WHAT IS NEEDED >> Word for word, restate every line of the listing that follows.

ENTRIES SUPPLIED >>
begin

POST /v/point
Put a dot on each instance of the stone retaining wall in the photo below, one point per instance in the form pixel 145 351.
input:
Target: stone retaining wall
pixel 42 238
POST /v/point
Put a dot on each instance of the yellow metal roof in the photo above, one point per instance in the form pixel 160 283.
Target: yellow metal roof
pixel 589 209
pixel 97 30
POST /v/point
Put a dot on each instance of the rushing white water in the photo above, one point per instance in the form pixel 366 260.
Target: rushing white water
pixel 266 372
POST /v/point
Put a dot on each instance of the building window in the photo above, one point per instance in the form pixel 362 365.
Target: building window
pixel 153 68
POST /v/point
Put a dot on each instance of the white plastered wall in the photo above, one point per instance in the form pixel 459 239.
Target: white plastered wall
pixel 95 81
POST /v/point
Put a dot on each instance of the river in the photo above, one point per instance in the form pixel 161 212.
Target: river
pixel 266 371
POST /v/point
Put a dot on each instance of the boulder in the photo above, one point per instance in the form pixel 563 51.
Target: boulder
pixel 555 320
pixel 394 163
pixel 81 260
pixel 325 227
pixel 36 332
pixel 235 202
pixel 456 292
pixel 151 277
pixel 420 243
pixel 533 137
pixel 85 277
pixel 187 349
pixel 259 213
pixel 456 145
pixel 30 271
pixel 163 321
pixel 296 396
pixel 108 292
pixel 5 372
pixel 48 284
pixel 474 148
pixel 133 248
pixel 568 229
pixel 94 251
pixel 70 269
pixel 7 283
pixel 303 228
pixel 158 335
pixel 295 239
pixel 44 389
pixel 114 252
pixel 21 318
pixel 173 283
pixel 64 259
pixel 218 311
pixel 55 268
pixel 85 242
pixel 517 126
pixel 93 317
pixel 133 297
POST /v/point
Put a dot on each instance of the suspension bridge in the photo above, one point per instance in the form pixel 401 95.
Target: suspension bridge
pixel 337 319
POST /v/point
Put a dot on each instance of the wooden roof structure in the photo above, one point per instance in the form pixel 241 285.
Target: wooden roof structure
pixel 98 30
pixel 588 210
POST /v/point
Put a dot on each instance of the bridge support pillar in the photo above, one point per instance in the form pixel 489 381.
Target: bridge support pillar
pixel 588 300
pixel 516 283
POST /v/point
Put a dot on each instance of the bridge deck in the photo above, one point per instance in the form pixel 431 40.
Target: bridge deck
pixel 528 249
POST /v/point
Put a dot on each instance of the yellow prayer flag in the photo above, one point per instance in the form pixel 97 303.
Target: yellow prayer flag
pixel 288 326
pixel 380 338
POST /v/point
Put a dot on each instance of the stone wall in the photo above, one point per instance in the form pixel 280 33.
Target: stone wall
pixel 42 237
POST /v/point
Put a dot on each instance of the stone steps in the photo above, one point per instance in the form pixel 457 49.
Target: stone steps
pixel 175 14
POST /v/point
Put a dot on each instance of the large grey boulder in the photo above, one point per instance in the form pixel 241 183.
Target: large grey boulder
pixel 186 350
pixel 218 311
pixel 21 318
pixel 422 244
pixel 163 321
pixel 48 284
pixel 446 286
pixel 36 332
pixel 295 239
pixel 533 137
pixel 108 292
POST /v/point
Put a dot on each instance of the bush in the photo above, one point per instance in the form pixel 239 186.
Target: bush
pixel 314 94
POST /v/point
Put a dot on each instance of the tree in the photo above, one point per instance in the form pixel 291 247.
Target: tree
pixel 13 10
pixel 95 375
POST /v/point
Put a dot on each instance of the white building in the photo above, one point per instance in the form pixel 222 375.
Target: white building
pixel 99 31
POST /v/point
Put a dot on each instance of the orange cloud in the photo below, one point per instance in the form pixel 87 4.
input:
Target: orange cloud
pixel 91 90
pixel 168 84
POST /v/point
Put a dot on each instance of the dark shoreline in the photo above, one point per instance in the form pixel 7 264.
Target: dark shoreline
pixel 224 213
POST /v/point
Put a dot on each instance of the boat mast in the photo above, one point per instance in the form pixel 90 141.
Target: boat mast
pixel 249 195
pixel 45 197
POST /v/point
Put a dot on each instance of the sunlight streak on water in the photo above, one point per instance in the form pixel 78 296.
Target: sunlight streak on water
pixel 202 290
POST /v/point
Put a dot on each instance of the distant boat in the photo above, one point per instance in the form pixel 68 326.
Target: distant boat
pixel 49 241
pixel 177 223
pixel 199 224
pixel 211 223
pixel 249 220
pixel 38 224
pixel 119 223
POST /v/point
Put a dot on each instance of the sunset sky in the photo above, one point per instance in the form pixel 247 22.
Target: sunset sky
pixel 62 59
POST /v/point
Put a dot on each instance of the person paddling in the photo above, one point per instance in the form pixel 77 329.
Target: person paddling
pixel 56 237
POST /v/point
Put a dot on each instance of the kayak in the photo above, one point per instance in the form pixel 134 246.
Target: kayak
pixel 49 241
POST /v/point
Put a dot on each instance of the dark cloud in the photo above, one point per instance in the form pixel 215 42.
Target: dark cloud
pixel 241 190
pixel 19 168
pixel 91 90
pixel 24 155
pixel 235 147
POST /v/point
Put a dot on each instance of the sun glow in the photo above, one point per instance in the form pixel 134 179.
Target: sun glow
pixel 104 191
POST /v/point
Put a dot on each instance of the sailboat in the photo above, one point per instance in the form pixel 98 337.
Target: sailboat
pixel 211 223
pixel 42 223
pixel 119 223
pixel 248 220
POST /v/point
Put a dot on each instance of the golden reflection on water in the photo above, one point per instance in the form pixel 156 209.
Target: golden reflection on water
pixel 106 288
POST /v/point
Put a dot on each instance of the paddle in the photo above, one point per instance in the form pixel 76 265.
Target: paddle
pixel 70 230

end

RESPONSE >>
POST /v/point
Put a dot on each instance of the stone retaining wall in the photo below, one point per instance in the form pixel 145 351.
input:
Target: stone retaining wall
pixel 42 238
POST /v/point
Put a dot on each instance of the yellow metal roof in the photo above, one point per instance in the form pixel 160 283.
Target: yellow metal roof
pixel 589 209
pixel 97 30
POST /v/point
Put a dot on each instance of the rushing white water in the photo above, one point per instance in the form pixel 366 260.
Target: rushing white water
pixel 266 372
POST /v/point
Put a dot on each instance of the building window in the photo above, one point per instance in the form pixel 362 365.
Target: building window
pixel 153 68
POST /v/point
Put a dot on each instance of the white plastered wall in the photo above, one point per instance in the form pixel 459 239.
Target: white plastered wall
pixel 95 81
POST /v/point
Put a dot on each instance of the river in the photo above, one point per instance in the form pixel 161 212.
Target: river
pixel 266 371
POST /v/point
Put a dot on each instance of the boulder in the photo above, one point per instance in the form pixel 563 51.
Target: boulder
pixel 555 320
pixel 394 163
pixel 81 260
pixel 325 227
pixel 36 332
pixel 235 202
pixel 456 292
pixel 151 277
pixel 420 243
pixel 533 137
pixel 85 277
pixel 187 349
pixel 259 213
pixel 456 145
pixel 30 271
pixel 163 321
pixel 296 396
pixel 108 292
pixel 5 372
pixel 48 284
pixel 474 148
pixel 133 248
pixel 568 229
pixel 94 251
pixel 70 269
pixel 7 283
pixel 303 228
pixel 158 335
pixel 295 239
pixel 44 389
pixel 114 252
pixel 21 318
pixel 173 283
pixel 64 259
pixel 218 311
pixel 55 268
pixel 85 242
pixel 517 126
pixel 93 317
pixel 133 297
POST /v/point
Put a dot on each instance of the suspension bridge in the photo above, one point per instance in the form pixel 401 95.
Target: suspension bridge
pixel 337 319
POST /v/point
Put a dot on each instance of the wooden roof structure in the photo above, one point per instance in the form pixel 241 285.
Target: wooden roof structure
pixel 98 30
pixel 588 210
POST /v/point
Put a dot on each instance of the bridge support pillar in the photo above, one point per instance in the form pixel 489 381.
Target: bridge support pillar
pixel 588 300
pixel 516 283
POST /v/point
Put a dot on each instance of the bridge deck in the photo above, one point per instance in the form pixel 431 40.
Target: bridge deck
pixel 528 249
POST /v/point
Put a dot on each instance of the yellow prayer flag in the photo above, one point per instance in the form pixel 97 303.
Target: yellow prayer flag
pixel 288 326
pixel 380 338
POST /v/point
Put a dot on each instance of the stone wall in the photo above, one point per instance in the form pixel 280 33.
Target: stone wall
pixel 42 237
POST /v/point
Put a dot on each instance of the stone steps in the photo above, one point per instance in the form pixel 457 49.
Target: stone steps
pixel 175 14
POST /v/point
Put a dot on each instance of the large grey boulder in the photo above, one point per instance in the form pixel 241 183.
Target: large grey boulder
pixel 186 350
pixel 218 311
pixel 21 318
pixel 422 244
pixel 163 321
pixel 48 284
pixel 446 286
pixel 36 332
pixel 295 239
pixel 533 137
pixel 108 292
POST /v/point
Put a dot on each instance of the bush in the photo above, one point per instance in the form pixel 239 186.
Target: bush
pixel 314 94
POST /v/point
Put a dot on each instance of the tree in the photo above, one point per instance in the form pixel 291 247.
Target: tree
pixel 13 10
pixel 95 375
POST /v/point
Put a dot on each instance of the white building in the photo above, one point per instance in the form pixel 222 375.
Target: white building
pixel 99 31
POST /v/point
Put a dot on each instance of the orange cloud in the photo below, one point per instance in the form pixel 87 4.
input:
Target: orange cloud
pixel 91 90
pixel 168 84
POST /v/point
Put a dot on each instance of the dark shoreline in the photo above, one point per instance in the form pixel 7 264.
Target: dark shoreline
pixel 224 213
POST /v/point
Put a dot on each instance of the boat mast in the photo above, one point per instance in the form pixel 90 141.
Target: boat mast
pixel 249 195
pixel 45 197
POST /v/point
Put a dot on each instance of the sunlight streak on water in the photo above, one point per instance in the form pixel 78 296.
Target: sunlight streak on water
pixel 202 290
POST /v/point
Put a dot on each instance of the distant boat in the photo above, one point per instance in the form pixel 68 326.
Target: distant boat
pixel 49 241
pixel 177 223
pixel 199 224
pixel 211 223
pixel 249 220
pixel 38 224
pixel 119 223
POST /v/point
Put a dot on each instance of the sunset sky in the photo above, one point per instance in the form pixel 247 22.
Target: sunset sky
pixel 62 59
POST /v/point
Put a dot on each instance of the person paddling in the photo above, one point per instance in the form pixel 77 329.
Target: person paddling
pixel 56 237
POST /v/point
Put a dot on each instance of the kayak in the photo above, one point per instance in the form pixel 134 246.
Target: kayak
pixel 49 241
POST /v/point
Put a dot on each instance of the dark cloud in the photo above, one point per instance in the form pixel 215 42.
Target: dark cloud
pixel 241 190
pixel 19 168
pixel 91 90
pixel 24 155
pixel 235 147
POST /v/point
Put a dot on each instance of the sun glow in the photo above, one point per instance in the form pixel 134 179.
Target: sun glow
pixel 104 191
POST /v/point
Put a dot on each instance of the sailboat in the photo above, one point per instance in the form pixel 98 337.
Target: sailboat
pixel 211 223
pixel 42 223
pixel 119 223
pixel 248 220
POST /v/point
Put a dot on each instance of the golden reflection on water in the photo above, one point per instance in the form pixel 156 209.
Target: golden reflection on water
pixel 106 288
POST /v/point
Put a dot on each instance of the paddle in the photo above, one point per instance in the form pixel 76 265.
Target: paddle
pixel 70 230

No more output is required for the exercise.